BEGIN
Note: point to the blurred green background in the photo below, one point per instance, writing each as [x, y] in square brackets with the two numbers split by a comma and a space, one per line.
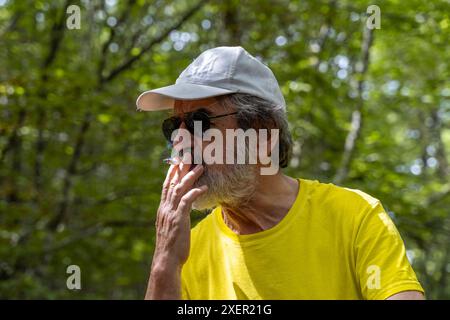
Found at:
[81, 170]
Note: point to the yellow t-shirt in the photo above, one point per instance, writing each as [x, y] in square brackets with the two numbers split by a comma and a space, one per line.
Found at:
[334, 243]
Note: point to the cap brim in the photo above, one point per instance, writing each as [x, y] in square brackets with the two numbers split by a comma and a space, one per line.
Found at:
[164, 98]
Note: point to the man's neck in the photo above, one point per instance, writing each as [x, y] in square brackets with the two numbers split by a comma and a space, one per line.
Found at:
[273, 198]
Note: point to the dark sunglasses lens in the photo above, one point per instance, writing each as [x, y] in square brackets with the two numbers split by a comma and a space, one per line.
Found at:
[169, 126]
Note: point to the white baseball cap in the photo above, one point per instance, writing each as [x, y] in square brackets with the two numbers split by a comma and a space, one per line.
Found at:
[216, 72]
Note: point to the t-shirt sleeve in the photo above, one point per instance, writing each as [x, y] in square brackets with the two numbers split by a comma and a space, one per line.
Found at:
[381, 264]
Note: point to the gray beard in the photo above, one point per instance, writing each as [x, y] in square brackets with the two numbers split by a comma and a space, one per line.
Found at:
[230, 185]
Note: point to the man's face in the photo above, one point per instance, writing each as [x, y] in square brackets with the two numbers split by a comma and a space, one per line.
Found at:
[227, 183]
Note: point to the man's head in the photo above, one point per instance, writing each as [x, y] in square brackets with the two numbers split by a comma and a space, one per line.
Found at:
[228, 89]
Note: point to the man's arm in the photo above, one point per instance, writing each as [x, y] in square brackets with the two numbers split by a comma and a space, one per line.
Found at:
[407, 295]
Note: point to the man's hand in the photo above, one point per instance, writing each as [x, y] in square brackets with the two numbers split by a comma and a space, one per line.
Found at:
[173, 227]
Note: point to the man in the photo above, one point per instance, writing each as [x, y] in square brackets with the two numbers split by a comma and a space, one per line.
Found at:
[269, 236]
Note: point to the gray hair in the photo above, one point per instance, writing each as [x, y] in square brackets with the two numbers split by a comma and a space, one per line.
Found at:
[257, 113]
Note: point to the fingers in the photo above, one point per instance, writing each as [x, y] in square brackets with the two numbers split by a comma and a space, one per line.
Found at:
[186, 201]
[166, 184]
[183, 168]
[185, 184]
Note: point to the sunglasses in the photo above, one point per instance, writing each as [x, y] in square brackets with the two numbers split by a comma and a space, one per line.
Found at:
[173, 123]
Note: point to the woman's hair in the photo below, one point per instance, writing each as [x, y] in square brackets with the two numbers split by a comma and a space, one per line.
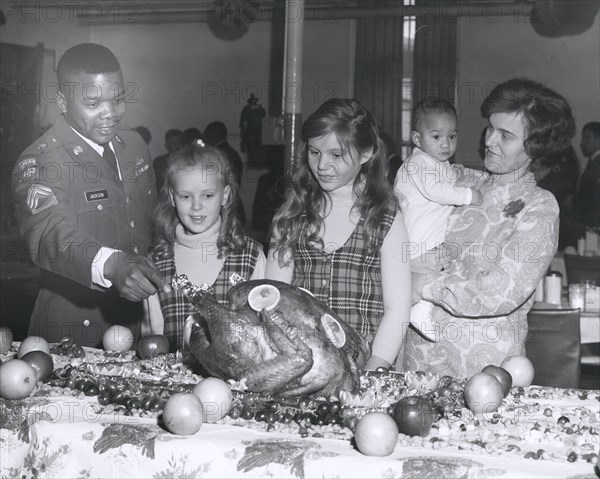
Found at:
[549, 123]
[356, 130]
[192, 156]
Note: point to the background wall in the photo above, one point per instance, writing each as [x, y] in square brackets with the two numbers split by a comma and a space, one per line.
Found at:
[491, 50]
[181, 75]
[177, 71]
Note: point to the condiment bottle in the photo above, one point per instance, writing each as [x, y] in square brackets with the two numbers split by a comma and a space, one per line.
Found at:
[553, 287]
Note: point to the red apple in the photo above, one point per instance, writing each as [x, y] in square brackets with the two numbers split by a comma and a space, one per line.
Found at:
[414, 415]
END
» **Short exercise**: Please rewrite all the items above with "Found at:" swapped for "Marked at:" and everything else left unchanged. Leave the pictures out.

» **Result of this task**:
Note: point to the blurred green background in the photo below, one point per instance, writing each as [x, y] in square brackets with the two numbers split by a comma and a space, one per line.
Marked at:
[81, 170]
Note: point to the yellow t-shirt in the photo above, one point per instance, writing each as [x, y] in square brackets with the two numbers split by a comma and a space, one per line.
Marked at:
[334, 243]
Note: point to the cap brim in the photo above, one point per instance, writing each as [x, y] in square brackets with the two numbers split by a comma and a space, one per line.
Marked at:
[164, 98]
Note: point to the man's neck in the photo above, one point per instance, writing each as [x, y] in square brackets with the two numbers split by a comma and a space, one per line.
Marked at:
[273, 198]
Note: point to the dark sunglasses lens in the photo above, one point per instance, writing each as [x, y] in square brackets with the two numbers split by a comma and a space, one per line.
Marked at:
[169, 126]
Note: point to the white baseball cap in the photo above, one point per instance, writing each as [x, y] in square brackets with the two numbers split by a comma and a space, one per line.
Marked at:
[216, 72]
Note: point to the t-shirt sleeve in the photo above, one point per instance, writing each as [x, y] in square brackets with the two numbers split by a comma and a space, one per line.
Marked at:
[381, 264]
Note: point to the gray beard in the photo above, one point per instance, writing each as [x, y] in square brackets with the two numbers split by a comma and a space, one per line.
Marked at:
[230, 185]
Note: point to the man's face in the photo above, one point per instance, writing each as [x, y] in square brackets with the two numbers split by a comma and a space, one per line.
Marked at:
[227, 183]
Note: point to the man's head in the photo above, one point per instance, writing each as [x, y] in square brackets with the two numbers split by a comma and a space, one per line.
Marked at:
[228, 89]
Note: point to the man's arm in the photo above, one point per instance, writing each as [x, y] in square brackets with the two numbers split by a comma and a space, one per line.
Marked at:
[407, 295]
Note: point to the man's hand in the photo above, one point per instance, writing each as [x, y] in square brackets with the two numbers split by a comma and a space, one per line.
Marked at:
[173, 227]
Note: point to the man in the photo above, one point per instance, writing each as [x, y] in square brackets with the two numbers split by a comma and a space, one per line.
Marked at:
[269, 236]
Note: point to the gray hair in the photo above, one point per instance, writing each as [x, y] in square brackets with the two numbers split by a comma and a space, one per line.
Marked at:
[257, 113]
Note: point to the fingers in the photo above, one point per instance, writing each as [x, y] in square brackets with the two numbers split by a comma and a space, one per line.
Marked at:
[186, 201]
[166, 184]
[183, 168]
[185, 184]
Note: point to the sunglasses in the photo above, one point per instance, writing each as [x, y] in square brackets with the two numbers split by a comma and a space, one per line.
Marked at:
[173, 123]
Note: point to the woman's hair in the photo below, one point per instance, writing each as [x, y] in square brackets with the two numbers split by a comma and a space, one per line.
Marked at:
[549, 123]
[356, 130]
[192, 156]
Note: point to the background wall in the photo above, one point per instance, writing each as [x, y] in square brackets with the two numbers split by a comma and a space, one per line.
Marked at:
[491, 50]
[181, 75]
[177, 71]
Note: point to the condiment bottle in the photo above, one point per instance, writing each as [x, y] in square brackets with the two numbers split by a comma and a space, one per line.
Marked at:
[553, 287]
Note: point to the red apple in the photo above, one point per instance, writing each as [x, y] in square brackets with the two numbers split by a comma and a space, one per line.
Marked at:
[414, 415]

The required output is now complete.